EXTRACT ▸
::::::
Objective Aldosterone is associated with increased mortality in chronic heart failure patients and correlates with adverse outcomes after an acute myocardial infarction (AMI) in smaller cohorts. We evaluated the prognostic significance of plasma aldosterone in a large cohort of post-AMI patients in relation to major adverse cardiovascular events (MACE).
Design A prospective cohort study.
Setting University Hospitals of Leicester, UK.
Patients Consecutive 955 patients admitted with AMI. Plasma aldosterone levels were measured in these patients.
Main outcome measures During the 2 years follow-up, MACE which was a composite of all-cause mortality, myocardial reinfarction, and hospitalisation for heart failure as well as secondary endpoints (all-cause mortality and a combination of all-cause mortality and hospitalisation for heart failure), were ascertained.
::::::
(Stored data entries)
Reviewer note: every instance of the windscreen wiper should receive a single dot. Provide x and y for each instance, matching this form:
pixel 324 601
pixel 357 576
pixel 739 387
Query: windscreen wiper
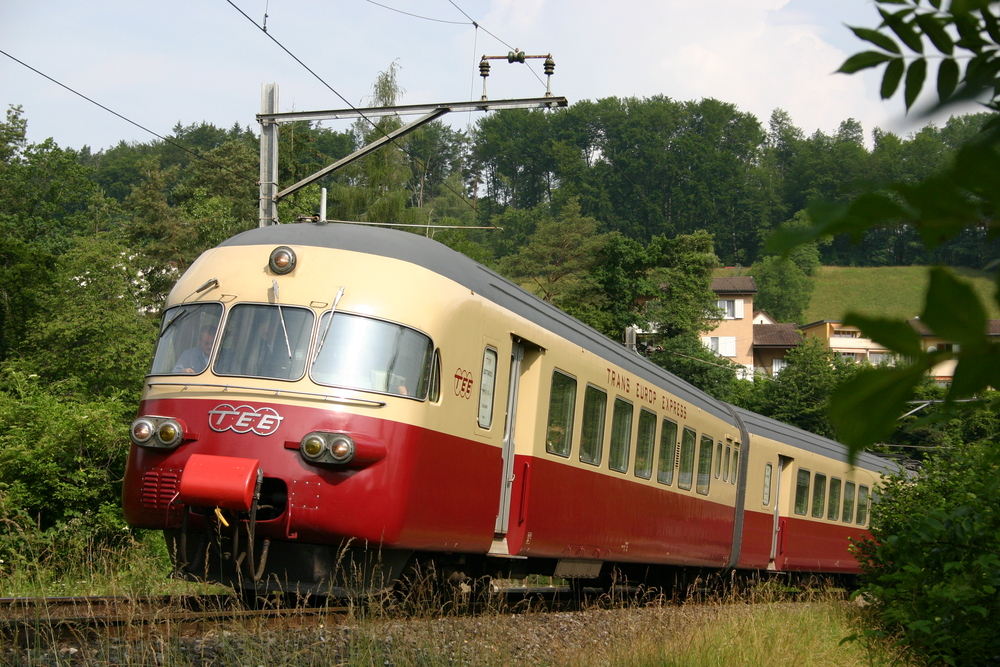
pixel 329 322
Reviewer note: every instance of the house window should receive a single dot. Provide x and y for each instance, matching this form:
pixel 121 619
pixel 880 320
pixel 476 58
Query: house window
pixel 732 309
pixel 845 333
pixel 724 346
pixel 878 358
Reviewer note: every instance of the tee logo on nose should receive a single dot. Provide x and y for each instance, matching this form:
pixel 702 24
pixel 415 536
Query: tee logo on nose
pixel 244 419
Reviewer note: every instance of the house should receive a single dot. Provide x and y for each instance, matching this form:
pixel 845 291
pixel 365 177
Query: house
pixel 771 342
pixel 945 371
pixel 732 337
pixel 847 342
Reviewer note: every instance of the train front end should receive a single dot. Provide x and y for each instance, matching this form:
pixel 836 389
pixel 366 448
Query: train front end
pixel 287 435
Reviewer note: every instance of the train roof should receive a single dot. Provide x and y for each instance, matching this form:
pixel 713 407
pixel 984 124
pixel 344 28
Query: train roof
pixel 451 264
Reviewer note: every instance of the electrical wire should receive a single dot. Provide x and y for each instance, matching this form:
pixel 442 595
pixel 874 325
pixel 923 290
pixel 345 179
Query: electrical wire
pixel 418 16
pixel 173 143
pixel 392 140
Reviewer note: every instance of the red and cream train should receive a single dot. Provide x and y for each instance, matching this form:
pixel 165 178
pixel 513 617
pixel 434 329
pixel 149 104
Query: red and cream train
pixel 327 398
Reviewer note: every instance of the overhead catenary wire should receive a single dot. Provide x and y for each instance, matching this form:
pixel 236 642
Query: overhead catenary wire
pixel 416 16
pixel 375 126
pixel 172 142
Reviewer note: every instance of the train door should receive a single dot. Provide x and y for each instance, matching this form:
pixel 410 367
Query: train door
pixel 522 355
pixel 782 489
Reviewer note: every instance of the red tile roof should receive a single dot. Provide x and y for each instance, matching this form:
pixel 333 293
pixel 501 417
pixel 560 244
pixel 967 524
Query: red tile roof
pixel 734 285
pixel 776 335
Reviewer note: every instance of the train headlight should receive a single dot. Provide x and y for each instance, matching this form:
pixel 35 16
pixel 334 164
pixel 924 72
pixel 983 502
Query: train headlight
pixel 326 447
pixel 341 449
pixel 142 431
pixel 169 433
pixel 313 446
pixel 159 432
pixel 282 260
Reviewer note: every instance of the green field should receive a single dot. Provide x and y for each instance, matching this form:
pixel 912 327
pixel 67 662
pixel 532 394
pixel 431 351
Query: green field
pixel 889 291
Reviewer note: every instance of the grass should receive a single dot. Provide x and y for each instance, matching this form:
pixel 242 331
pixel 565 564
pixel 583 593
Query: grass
pixel 887 291
pixel 723 631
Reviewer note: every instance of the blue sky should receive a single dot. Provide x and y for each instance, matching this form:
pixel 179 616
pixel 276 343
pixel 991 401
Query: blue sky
pixel 160 63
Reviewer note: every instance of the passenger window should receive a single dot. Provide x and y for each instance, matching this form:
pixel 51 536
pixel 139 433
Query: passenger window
pixel 848 515
pixel 819 495
pixel 705 464
pixel 767 485
pixel 621 435
pixel 862 505
pixel 802 492
pixel 833 505
pixel 685 478
pixel 644 444
pixel 487 387
pixel 595 405
pixel 562 405
pixel 668 450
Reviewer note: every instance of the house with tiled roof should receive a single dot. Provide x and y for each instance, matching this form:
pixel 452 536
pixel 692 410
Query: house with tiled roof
pixel 732 336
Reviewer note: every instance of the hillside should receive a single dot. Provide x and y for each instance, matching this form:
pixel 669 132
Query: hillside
pixel 890 291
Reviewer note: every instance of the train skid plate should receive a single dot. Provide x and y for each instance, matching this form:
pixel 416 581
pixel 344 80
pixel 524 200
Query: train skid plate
pixel 220 481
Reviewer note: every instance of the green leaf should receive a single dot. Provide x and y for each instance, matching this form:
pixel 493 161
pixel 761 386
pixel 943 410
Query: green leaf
pixel 915 76
pixel 876 38
pixel 863 60
pixel 934 29
pixel 947 78
pixel 891 77
pixel 897 335
pixel 864 409
pixel 953 310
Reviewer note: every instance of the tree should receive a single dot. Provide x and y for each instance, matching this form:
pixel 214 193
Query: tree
pixel 91 323
pixel 960 197
pixel 783 289
pixel 557 263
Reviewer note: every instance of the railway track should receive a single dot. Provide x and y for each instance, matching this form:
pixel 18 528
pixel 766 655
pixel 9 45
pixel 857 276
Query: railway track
pixel 23 619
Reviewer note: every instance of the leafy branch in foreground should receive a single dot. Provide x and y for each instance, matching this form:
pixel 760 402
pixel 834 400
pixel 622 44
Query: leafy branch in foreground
pixel 962 196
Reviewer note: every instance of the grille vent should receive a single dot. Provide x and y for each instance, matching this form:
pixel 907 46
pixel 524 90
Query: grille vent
pixel 159 487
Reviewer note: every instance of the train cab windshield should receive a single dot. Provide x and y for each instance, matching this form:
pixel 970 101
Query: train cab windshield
pixel 265 341
pixel 187 335
pixel 372 355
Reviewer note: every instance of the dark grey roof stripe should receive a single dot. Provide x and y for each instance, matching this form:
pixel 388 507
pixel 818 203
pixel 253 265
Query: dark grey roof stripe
pixel 776 430
pixel 494 287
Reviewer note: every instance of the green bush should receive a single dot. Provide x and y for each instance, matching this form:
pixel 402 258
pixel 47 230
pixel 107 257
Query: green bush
pixel 932 571
pixel 62 458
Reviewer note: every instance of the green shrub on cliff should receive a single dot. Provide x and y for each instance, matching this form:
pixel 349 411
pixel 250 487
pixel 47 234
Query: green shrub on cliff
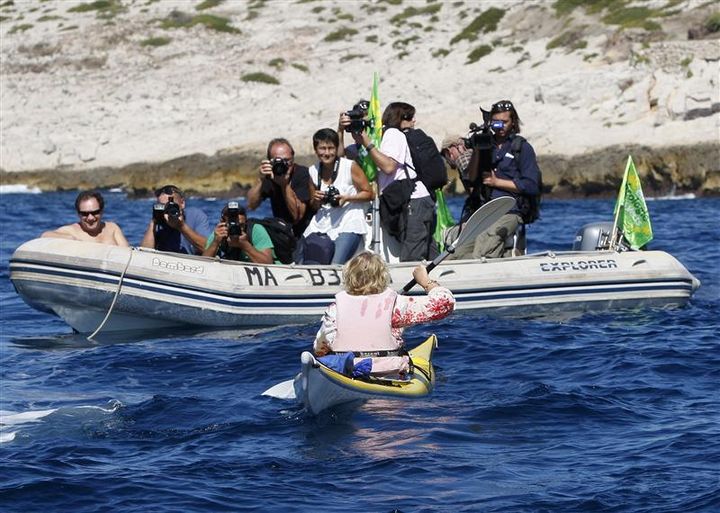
pixel 178 19
pixel 340 35
pixel 571 40
pixel 485 22
pixel 712 24
pixel 478 53
pixel 409 12
pixel 155 41
pixel 105 8
pixel 208 4
pixel 261 77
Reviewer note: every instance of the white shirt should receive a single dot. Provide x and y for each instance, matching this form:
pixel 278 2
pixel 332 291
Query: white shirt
pixel 394 145
pixel 350 218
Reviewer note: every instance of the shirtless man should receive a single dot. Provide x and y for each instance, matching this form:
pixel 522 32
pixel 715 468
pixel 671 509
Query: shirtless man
pixel 91 227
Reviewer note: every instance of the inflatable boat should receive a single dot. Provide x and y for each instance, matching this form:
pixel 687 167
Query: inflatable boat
pixel 145 289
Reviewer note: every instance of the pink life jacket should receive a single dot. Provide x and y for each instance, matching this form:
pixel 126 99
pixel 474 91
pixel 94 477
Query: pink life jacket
pixel 364 322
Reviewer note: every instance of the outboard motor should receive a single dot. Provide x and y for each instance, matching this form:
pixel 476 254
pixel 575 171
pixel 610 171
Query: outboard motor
pixel 593 236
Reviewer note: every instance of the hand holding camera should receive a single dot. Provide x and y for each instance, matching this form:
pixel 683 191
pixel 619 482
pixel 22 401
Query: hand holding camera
pixel 354 120
pixel 277 169
pixel 168 214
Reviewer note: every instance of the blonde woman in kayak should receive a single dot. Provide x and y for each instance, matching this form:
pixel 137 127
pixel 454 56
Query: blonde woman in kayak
pixel 368 317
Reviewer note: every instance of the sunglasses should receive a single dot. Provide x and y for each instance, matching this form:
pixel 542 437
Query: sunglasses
pixel 502 106
pixel 169 190
pixel 85 213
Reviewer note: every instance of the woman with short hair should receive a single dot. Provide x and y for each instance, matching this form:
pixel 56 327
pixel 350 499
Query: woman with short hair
pixel 340 193
pixel 394 161
pixel 368 317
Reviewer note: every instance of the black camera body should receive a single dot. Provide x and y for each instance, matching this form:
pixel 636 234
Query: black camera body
pixel 235 227
pixel 358 123
pixel 481 139
pixel 158 213
pixel 170 208
pixel 332 197
pixel 280 166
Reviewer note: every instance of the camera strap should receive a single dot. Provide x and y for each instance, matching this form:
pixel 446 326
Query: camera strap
pixel 332 177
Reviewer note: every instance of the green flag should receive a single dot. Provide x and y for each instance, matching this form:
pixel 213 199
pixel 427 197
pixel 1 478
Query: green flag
pixel 444 218
pixel 631 214
pixel 374 131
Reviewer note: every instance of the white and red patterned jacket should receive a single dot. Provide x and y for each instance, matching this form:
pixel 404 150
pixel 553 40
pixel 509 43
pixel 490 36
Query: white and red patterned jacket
pixel 409 311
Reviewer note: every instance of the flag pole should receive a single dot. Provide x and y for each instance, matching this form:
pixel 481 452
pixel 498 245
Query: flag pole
pixel 614 243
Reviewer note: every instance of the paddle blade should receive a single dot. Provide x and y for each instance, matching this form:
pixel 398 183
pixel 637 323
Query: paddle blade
pixel 480 221
pixel 284 390
pixel 484 218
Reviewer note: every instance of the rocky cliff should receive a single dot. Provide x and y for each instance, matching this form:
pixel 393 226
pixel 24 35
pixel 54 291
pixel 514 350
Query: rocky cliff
pixel 138 93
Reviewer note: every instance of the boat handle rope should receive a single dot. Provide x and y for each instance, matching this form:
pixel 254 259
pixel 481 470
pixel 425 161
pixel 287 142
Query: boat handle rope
pixel 117 294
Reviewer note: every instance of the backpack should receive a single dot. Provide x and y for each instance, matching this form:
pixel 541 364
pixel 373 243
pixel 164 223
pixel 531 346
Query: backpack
pixel 533 213
pixel 281 235
pixel 429 164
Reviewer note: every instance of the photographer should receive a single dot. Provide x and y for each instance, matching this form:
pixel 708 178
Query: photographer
pixel 395 163
pixel 230 240
pixel 509 169
pixel 340 196
pixel 286 183
pixel 458 156
pixel 175 227
pixel 352 121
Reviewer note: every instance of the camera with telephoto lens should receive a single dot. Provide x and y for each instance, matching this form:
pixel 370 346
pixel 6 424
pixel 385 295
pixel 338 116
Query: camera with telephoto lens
pixel 332 197
pixel 235 227
pixel 480 139
pixel 172 209
pixel 158 211
pixel 280 166
pixel 357 114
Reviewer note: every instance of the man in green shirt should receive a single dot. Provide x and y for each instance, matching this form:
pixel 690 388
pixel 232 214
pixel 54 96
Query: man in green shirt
pixel 231 241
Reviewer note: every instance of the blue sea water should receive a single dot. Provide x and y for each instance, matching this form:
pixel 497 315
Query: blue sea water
pixel 609 412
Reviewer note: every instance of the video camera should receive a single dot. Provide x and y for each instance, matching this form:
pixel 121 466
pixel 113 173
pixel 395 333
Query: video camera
pixel 280 166
pixel 331 197
pixel 480 139
pixel 357 114
pixel 235 227
pixel 170 208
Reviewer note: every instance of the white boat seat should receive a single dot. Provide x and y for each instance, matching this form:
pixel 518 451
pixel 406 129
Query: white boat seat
pixel 516 243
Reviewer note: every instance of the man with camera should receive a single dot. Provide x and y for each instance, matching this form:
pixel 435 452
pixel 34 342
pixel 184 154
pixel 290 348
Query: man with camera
pixel 352 121
pixel 286 183
pixel 175 227
pixel 503 163
pixel 231 240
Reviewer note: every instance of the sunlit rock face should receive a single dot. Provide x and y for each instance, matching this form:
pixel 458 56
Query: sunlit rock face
pixel 133 94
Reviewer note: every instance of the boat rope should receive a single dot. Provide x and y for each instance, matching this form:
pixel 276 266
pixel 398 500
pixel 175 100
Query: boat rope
pixel 117 293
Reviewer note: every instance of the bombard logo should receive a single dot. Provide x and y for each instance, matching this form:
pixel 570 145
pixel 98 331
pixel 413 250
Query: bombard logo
pixel 178 266
pixel 578 265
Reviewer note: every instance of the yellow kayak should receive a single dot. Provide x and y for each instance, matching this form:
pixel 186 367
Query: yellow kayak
pixel 319 387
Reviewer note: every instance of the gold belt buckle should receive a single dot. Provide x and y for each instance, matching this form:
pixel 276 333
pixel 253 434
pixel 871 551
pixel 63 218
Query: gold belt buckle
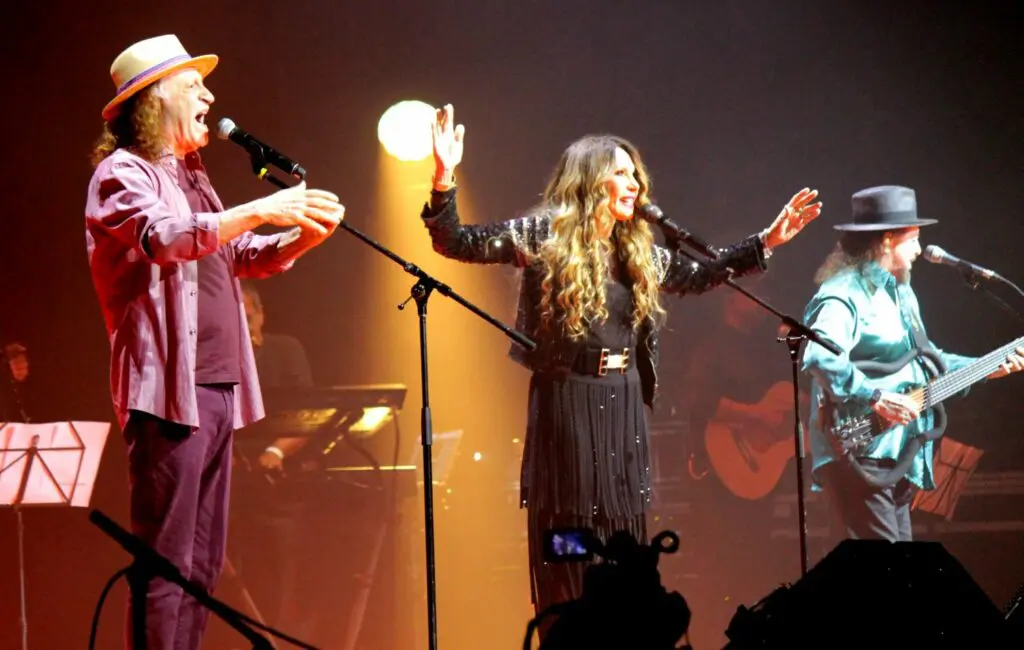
pixel 611 361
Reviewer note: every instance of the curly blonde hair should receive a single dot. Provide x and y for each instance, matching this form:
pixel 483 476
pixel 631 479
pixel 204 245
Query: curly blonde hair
pixel 576 255
pixel 137 126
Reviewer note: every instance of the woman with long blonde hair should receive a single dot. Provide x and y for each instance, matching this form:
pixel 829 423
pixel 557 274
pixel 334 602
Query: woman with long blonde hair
pixel 590 298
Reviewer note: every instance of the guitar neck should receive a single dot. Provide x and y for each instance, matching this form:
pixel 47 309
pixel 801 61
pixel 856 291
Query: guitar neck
pixel 951 383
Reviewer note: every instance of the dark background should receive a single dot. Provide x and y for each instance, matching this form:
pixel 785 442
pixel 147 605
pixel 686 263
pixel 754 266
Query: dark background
pixel 734 105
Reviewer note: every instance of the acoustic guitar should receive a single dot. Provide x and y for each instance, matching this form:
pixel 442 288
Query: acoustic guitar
pixel 750 445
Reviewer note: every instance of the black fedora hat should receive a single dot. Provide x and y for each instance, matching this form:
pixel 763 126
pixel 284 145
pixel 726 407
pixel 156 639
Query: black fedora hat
pixel 885 208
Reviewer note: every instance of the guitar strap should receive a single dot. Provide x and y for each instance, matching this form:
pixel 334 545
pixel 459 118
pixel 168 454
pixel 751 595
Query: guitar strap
pixel 933 365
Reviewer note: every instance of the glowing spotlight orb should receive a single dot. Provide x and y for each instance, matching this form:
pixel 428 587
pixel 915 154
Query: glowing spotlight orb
pixel 404 130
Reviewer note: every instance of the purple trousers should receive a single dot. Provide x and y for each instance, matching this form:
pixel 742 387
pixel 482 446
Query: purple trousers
pixel 179 482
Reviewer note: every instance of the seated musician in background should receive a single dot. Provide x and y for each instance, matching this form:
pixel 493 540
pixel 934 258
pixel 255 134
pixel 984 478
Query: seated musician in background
pixel 866 307
pixel 14 383
pixel 281 362
pixel 275 525
pixel 737 399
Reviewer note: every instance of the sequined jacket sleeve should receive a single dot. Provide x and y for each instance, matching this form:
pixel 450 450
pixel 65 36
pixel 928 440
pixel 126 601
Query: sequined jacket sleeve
pixel 680 274
pixel 500 243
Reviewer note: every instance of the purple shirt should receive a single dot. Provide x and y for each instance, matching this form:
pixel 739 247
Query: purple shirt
pixel 143 242
pixel 217 344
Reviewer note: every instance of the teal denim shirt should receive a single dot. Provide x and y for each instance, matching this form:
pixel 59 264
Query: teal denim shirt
pixel 867 314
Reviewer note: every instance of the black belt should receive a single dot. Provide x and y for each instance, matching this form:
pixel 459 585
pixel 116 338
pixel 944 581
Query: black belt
pixel 599 361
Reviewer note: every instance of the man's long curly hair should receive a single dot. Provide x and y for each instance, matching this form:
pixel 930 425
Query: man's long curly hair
pixel 576 256
pixel 137 126
pixel 854 251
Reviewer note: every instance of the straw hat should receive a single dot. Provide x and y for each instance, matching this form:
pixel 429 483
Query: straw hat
pixel 151 60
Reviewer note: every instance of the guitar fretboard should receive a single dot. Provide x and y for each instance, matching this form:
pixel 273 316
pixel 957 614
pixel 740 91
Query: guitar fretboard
pixel 951 383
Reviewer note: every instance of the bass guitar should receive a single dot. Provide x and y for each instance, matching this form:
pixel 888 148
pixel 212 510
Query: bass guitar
pixel 855 426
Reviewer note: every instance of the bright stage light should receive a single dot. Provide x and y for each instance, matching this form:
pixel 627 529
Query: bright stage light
pixel 404 130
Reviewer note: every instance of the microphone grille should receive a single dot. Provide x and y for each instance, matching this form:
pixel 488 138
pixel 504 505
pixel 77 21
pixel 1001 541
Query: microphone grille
pixel 225 127
pixel 933 253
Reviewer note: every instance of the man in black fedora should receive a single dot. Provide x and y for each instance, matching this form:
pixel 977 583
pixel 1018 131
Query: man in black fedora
pixel 864 305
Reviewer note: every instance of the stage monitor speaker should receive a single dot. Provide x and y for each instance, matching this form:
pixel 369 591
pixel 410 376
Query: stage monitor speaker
pixel 875 594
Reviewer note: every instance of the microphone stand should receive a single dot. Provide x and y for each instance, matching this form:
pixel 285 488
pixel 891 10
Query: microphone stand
pixel 421 292
pixel 797 334
pixel 148 564
pixel 973 280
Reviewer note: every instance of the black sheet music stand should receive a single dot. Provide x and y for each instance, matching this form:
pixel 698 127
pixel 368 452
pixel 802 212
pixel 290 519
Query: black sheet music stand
pixel 47 464
pixel 953 465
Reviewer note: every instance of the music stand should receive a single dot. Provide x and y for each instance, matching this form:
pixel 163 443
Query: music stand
pixel 47 464
pixel 954 463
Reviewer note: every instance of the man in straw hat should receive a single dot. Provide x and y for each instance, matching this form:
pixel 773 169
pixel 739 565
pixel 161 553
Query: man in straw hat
pixel 865 306
pixel 165 257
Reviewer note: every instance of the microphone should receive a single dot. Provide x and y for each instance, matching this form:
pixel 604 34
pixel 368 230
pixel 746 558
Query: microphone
pixel 227 130
pixel 936 255
pixel 651 213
::::::
WHAT TO DO ▸
Please answer these questions from the aldosterone abstract, one per line:
1. Where was the study carried out?
2. How many patients admitted with AMI were included?
3. How long was the follow-up period?
The records have nothing to do with the aldosterone abstract.

OUTPUT FOR THIS TASK ▸
1. University Hospitals of Leicester, UK
2. 955
3. 2 years